* Begin Given information *

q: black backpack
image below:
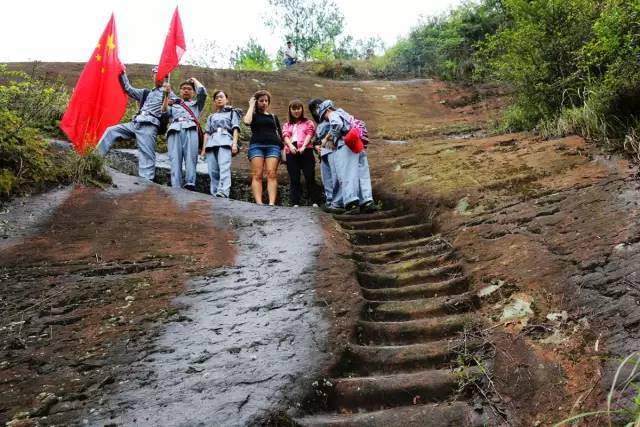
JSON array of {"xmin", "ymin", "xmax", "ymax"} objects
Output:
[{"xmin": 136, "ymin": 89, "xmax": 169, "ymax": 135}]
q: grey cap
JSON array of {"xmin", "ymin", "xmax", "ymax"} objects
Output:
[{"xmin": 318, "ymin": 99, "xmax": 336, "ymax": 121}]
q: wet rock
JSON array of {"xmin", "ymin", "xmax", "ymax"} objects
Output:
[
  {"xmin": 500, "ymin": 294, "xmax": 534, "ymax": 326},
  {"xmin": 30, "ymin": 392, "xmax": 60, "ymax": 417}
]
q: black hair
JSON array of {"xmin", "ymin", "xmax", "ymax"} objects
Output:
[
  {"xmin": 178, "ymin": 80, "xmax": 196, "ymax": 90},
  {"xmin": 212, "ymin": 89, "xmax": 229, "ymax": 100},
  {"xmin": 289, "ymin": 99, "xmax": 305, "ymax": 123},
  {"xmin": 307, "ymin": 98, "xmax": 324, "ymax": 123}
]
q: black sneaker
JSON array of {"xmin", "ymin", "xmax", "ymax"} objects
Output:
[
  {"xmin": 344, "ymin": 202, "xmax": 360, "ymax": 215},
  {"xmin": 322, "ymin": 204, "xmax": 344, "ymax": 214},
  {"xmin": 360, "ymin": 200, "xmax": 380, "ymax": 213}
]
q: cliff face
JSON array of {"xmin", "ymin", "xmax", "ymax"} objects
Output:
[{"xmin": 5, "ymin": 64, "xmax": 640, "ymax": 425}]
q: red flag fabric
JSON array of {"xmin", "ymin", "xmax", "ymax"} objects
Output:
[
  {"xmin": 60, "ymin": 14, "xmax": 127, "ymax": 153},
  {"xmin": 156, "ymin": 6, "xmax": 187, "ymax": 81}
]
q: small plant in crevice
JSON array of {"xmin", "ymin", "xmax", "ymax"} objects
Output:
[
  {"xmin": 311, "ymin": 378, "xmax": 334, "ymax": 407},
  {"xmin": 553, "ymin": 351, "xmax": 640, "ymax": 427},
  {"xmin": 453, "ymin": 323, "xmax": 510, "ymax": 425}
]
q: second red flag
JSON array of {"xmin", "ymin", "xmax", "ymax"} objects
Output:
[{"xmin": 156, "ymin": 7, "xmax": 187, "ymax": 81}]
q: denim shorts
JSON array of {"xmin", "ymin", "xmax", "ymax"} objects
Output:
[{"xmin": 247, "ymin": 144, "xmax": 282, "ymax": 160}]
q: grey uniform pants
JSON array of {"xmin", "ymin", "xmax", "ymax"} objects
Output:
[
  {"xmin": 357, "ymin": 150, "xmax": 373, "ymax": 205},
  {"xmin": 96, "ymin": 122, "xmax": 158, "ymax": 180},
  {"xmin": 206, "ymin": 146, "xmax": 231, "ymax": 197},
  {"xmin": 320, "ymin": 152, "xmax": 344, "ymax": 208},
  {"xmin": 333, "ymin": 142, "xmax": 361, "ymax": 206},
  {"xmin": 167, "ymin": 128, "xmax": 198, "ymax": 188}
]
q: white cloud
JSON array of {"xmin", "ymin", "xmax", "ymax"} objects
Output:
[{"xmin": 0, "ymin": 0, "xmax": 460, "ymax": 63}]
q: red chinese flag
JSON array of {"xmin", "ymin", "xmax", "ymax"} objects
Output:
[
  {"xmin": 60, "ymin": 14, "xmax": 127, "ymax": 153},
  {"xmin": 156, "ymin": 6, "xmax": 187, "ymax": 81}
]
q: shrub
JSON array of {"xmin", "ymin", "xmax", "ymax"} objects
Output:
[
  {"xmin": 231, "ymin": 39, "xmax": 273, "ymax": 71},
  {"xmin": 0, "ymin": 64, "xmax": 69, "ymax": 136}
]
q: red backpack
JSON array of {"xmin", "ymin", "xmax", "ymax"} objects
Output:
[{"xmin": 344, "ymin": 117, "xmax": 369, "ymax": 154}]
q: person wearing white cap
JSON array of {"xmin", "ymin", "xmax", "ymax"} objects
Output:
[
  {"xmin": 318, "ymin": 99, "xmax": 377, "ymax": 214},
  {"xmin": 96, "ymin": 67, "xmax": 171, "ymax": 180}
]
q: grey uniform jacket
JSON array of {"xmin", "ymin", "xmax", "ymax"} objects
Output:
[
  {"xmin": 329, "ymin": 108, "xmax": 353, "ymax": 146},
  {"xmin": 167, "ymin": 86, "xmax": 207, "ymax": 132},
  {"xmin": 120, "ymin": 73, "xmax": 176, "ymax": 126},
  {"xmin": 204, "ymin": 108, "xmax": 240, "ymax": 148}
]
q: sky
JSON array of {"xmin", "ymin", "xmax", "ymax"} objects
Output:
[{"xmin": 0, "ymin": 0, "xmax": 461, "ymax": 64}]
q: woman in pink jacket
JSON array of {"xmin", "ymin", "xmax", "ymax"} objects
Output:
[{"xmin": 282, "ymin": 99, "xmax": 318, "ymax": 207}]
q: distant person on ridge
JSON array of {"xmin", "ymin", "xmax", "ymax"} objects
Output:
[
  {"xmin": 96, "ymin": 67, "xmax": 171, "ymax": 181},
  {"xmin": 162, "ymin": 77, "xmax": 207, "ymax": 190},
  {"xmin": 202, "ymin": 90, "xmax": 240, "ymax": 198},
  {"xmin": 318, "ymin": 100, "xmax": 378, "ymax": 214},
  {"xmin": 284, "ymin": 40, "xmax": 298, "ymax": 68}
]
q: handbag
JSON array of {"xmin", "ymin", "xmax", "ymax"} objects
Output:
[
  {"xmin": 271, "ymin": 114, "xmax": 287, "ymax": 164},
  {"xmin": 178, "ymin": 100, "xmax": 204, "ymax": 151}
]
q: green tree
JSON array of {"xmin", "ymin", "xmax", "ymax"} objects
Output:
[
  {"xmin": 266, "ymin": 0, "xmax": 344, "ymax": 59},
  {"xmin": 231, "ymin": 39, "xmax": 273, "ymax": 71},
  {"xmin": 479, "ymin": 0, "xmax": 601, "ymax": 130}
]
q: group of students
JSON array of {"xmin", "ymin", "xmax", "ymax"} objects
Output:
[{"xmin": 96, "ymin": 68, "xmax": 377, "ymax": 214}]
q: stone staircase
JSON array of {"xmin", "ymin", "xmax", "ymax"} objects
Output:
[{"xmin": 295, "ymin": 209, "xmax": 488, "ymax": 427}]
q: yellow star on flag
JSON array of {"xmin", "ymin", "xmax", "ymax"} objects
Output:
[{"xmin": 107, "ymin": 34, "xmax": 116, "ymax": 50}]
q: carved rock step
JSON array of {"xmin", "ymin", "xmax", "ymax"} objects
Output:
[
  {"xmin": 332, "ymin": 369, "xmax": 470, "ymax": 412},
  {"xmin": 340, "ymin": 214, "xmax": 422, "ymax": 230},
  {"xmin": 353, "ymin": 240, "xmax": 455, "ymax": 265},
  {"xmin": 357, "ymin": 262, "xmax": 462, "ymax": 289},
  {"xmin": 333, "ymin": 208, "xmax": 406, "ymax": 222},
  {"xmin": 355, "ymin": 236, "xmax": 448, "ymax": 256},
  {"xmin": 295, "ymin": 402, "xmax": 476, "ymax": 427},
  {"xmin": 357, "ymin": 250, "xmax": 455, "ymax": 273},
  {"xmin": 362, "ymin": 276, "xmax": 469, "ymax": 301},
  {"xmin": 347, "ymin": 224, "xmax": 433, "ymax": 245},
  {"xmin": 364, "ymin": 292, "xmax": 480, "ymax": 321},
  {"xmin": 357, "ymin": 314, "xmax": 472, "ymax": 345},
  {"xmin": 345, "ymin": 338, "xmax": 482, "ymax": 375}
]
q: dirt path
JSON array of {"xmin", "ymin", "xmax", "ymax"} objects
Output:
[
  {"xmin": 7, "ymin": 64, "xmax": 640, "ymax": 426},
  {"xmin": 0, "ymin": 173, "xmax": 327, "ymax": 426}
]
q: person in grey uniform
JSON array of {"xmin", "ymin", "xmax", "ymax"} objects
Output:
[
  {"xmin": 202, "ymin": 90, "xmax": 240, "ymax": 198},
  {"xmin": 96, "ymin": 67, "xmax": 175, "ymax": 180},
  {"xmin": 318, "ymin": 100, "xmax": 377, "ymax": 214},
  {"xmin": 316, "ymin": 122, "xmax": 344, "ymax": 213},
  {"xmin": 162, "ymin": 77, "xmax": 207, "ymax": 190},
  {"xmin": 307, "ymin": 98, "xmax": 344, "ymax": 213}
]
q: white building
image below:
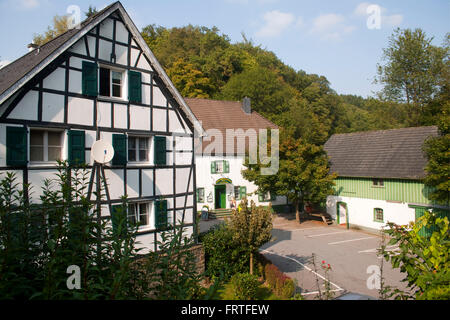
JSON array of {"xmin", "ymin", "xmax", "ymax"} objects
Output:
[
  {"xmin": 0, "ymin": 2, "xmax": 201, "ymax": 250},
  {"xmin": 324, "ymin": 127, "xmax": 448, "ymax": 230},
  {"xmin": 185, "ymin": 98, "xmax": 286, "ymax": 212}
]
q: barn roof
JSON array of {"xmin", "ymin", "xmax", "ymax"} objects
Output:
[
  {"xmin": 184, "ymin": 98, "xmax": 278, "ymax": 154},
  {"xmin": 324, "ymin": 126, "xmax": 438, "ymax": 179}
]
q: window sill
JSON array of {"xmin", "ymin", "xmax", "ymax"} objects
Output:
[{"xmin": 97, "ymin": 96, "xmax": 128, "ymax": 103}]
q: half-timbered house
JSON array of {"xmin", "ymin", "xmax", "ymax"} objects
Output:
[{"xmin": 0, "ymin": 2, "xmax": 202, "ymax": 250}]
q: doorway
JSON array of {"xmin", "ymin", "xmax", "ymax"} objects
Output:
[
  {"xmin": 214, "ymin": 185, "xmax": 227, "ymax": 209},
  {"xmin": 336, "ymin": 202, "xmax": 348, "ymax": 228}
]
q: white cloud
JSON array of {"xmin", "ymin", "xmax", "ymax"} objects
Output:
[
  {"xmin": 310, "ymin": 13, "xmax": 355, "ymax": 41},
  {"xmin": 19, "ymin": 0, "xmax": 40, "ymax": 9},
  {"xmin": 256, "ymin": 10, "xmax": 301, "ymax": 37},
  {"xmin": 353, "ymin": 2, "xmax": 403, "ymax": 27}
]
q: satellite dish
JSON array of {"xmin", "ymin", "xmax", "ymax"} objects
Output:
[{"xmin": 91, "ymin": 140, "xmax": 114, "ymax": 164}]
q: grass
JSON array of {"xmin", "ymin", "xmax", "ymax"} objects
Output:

* End Given information *
* Begin Given information *

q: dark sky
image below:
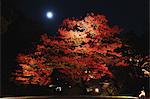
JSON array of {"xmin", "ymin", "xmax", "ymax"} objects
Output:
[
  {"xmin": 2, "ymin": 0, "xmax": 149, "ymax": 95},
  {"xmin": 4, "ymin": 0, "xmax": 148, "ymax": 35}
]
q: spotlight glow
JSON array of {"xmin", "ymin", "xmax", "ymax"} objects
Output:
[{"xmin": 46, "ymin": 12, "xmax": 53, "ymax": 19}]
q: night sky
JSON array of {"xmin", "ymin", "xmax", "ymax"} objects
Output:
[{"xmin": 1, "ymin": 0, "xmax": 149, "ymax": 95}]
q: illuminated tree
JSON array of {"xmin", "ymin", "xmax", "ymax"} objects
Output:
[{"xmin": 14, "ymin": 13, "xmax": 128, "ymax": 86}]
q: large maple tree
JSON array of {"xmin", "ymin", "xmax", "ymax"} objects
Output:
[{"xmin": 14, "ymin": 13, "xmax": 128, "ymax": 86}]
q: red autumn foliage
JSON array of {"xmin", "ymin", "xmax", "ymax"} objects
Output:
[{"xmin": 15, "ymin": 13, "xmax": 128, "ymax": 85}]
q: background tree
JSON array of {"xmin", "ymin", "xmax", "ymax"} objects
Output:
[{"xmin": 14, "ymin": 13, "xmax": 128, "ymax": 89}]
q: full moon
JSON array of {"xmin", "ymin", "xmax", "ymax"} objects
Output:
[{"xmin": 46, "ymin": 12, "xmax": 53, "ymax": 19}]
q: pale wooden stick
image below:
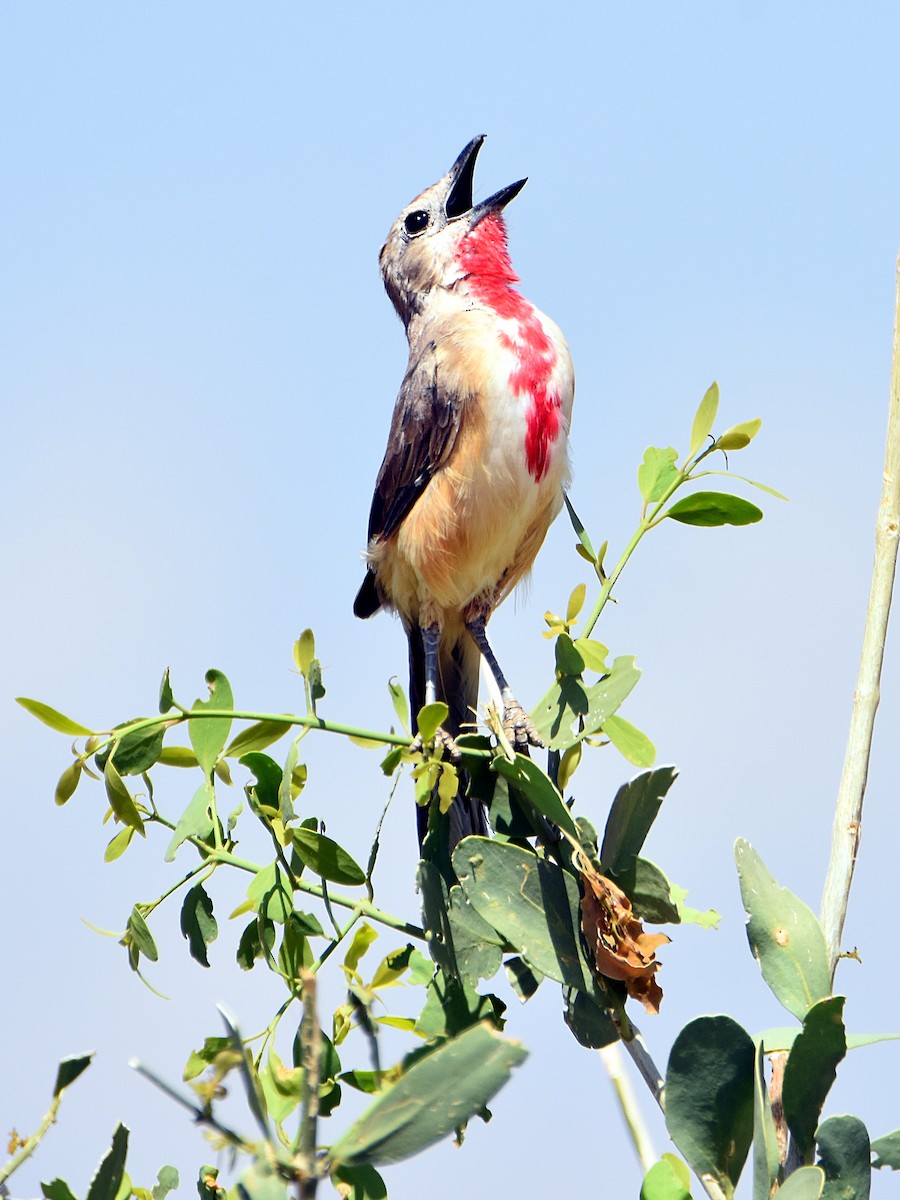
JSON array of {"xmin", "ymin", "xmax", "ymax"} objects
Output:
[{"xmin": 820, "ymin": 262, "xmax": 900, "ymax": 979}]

* End Given information *

# Exercise brief
Can you pull out every line above that contains the word "tree" and copy each one in full?

# Result of this task
q: green tree
q: illuminated tree
q: large maple tree
q: background tree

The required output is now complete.